● **Passage to read**:
*****

Communicating safety in holiday-branding advertising campaigns positively influences tourists’ intentions to visit, new research reveals.

The study by King’s Business School in London highlights that while it is widely recognised that tourists prefer to visit safe destinations, it is rare to see safety messages in promotional material.

Destinations, hotels and resorts would benefit from including explicit safety messaging in their advertising as lockdown lifts and the tourism industry re-opens in many countries, according to researchers.

Tourists who are risk-averse and also those who are confident in their own decision-making and travel planning were more likely to be influenced by safety messaging.

The results came as governments and industry bodies ramp up their post-pandemic messaging, including the Word Travel & Tourism Council’s detailed ‘Safe Travels’ protocols.

Lead investigator and marketing lecturer Dr Fatima Wang said: “Safety has become a paramount issue in today’s world and even more so in the aftermath of the coronavirus.

“Our research was undertaken outside of the context of a health crisis and still found that safety messaging increased the likelihood of tourists booking a trip.

“With this in mind, marketers, tourist boards and city governments should consider breaking from the norm of keeping safety messages out of their advertising.”

She added: “Historically, targeting business travellers has been key to destinations winning back their reputations after a crisis, so safety messages reassuring business audiences within any of the new ‘travel bubbles’ promising quarantine-free travel may be a good place to start.

*****

● **Prompt 1**:
In the article on safety messaging in tourism advertising, which two kinds of tourists were more likely to be influenced by safety messaging?
● **Prompt 2**:
Decide whether each statement agrees with the article on safety messaging in tourism advertising. Answer yes or no, and quote the deciding words from the article.
(a) The research was carried out during a health crisis.
(b) Safety messages are commonly seen in promotional material.
(c) The study was conducted by King's Business School in London.
● **Prompt 3**:
Proceed with the article on safety messaging in tourism advertising, starting right after its last sentence.

● **Information supplied**:
*****

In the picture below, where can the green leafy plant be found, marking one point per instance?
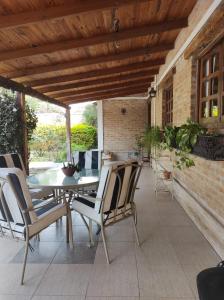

*****

● **Task output 1**:
Tourists who are risk-averse and those who are confident in their own decision-making and travel planning.

● **Task output 2**:
(a) No: "Our research was undertaken outside of the context of a health crisis"
(b) No: "it is rare to see safety messages in promotional material"
(c) Yes: "The study by King’s Business School in London"

● **Task output 3**:
“Not everyone responds to overt safety messaging: travellers who do not care about risk are less influenced by it, for instance.

“But destinations once typically regarded as safe may wish to consider this approach in order to woo new clientele.”

The paper claims to be the first to test safety messages in destination advertising.

It used an experimental design with data collected in May 2018 from an online panel in the US using print advertising.

Two online ads for a city destination were created for the experiment. The first ad showed ‘Dubrovnik’ against a backdrop of the city.  The second ad showed ‘Dubrovnik, the safe city’ instead.

One or the other ad appeared randomly for a few seconds to online respondents.

A comparison of the responses showed a significantly stronger visit intention for the ad containing the safety messaging.

Those who had visited the city before were screened out.